Il carico d’armi, trovato su due «navi senza bandiera» nel Mar Arabico, era destinato agli Houthimanus longa dell’Iran in Yemen. I prodotti petroliferi, invece, sequestrati da petroliere battenti bandiera straniera, erano in rotta verso il Venezuela.

«Il successo annunciato dal Dipartimento di Giustizia rappresenta un’altra significativa vittoria nel contrasto delle nefaste attività criminali del regime iraniano e del Corpo delle guardie della rivoluzione islamica» ha affermato l’agente speciale Ray Villanueva.

«Le azioni condotte [dagli Stati Uniti] dimostrano che non importa dove nel mondo l’Iran tenti di violare le sanzioni e armare entità pericolose, il Dipartimento della sicurezza interna è pronto a interrompere le attività iraniane e a difendere la sicurezza nazionale degli Stati Uniti».

La notizia arriva proprio mentre continuano i negoziati sul nucleare fra Iran e Usa. Il fatto curioso però è che, mentre il Dipartimento di Giustizia americano pubblica un annuncio simile a una dichiarazione di guerra contro l’Iran, l’amministrazione Biden sostiene invece di essere disponibile a trovare un accordo con Teheran.

C’è infatti chi sostiene che nell’amministrazione americana vi siano due correnti di pensiero opposte sulla questione nucleare iraniana. Se il “New York Times” ha scritto che tra gli Stati Uniti e Israele ci sono forti contrasti sull’approccio verso l’Iran, a giudizio del “Jerusalem Post” i due Paesi sono invece sempre più vicini nella loro posizione contro la Repubblica islamica.

Alcuni analisti sostengono inoltre che le lotte interne all’amministrazione americana siano sempre più evidenti e che non riguarderebbero soltanto la questione iraniana, ma anche le politiche da adottare in Paesi come il Libano o il Sudan.

Secondo i media americani, infatti, l’inviato speciale per il Corno d’Africa Jeffrey Feltman vorrebbe punire i generali sudanesi per il recente colpo di Stato, mentre l’assistente del segretario di Stato per l’Africa Molly Phee spinge per una linea più morbida nei confronti dell’esercito sudanese.

Intanto Israele vuole coordinarsi militarmente con Washington per essere pronto a rispondere a una probabile escalation militare da parte dei proxies dell’Iran. La scorsa settimana, infatti, Hamas ha annunciato l’intenzione di voler ricominciare gli attacchi missilistici contro Israele.

Domenica il primo ministro israeliano Naftali Bennett è pertanto andato negli Emirati Arabi, probabilmente per trovare supporto nell’eventualità di un attacco contro l’Iran.

Abu Dhabi cerca però di mantenere un profilo basso. Gli Stati Uniti infatti sembrano essere assenti e i leader emiratini non vogliono ritrovarsi, senza protezione, a essere bersaglio dell’Iran. Il capo consigliere emiratino per la sicurezza, Sheikh Tahnoon bin Zayed Al Nahyan, è persino andato la scorsa settimana a Teheran in visita ufficiale.

La stessa Arabia Saudita sta seguendo l’esempio degli Emirati Arabi e sta cercando di trovare accordi economici e diplomatici con Teheran, nonostante la capitale saudita Riyadh sia stata nuovamente attaccata da missili lanciati dagli Houthi. A questo punto, Israele spera di non rimanere a combattere da solo contro il regime della Repubblica islamica dell’Iran.

::::::::

*Consegna A*
Quali città sono nominate nel testo sull'Iran? Elencale tutte nell'ordine in cui compaiono.
*Consegna B*
Copia dal testo sull'Iran il passo compreso tra "Abu Dhabi cerca" e "in visita ufficiale.", inclusi.

*Materiale raccolto*

::::::::

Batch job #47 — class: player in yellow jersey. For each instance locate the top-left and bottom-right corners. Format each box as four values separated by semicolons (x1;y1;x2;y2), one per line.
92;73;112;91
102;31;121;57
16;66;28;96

::::::::

*Soluzione A*
Teheran, Washington, Abu Dhabi, Riyadh

*Soluzione B*
Abu Dhabi cerca però di mantenere un profilo basso. Gli Stati Uniti infatti sembrano essere assenti e i leader emiratini non vogliono ritrovarsi, senza protezione, a essere bersaglio dell’Iran. Il capo consigliere emiratino per la sicurezza, Sheikh Tahnoon bin Zayed Al Nahyan, è persino andato la scorsa settimana a Teheran in visita ufficiale.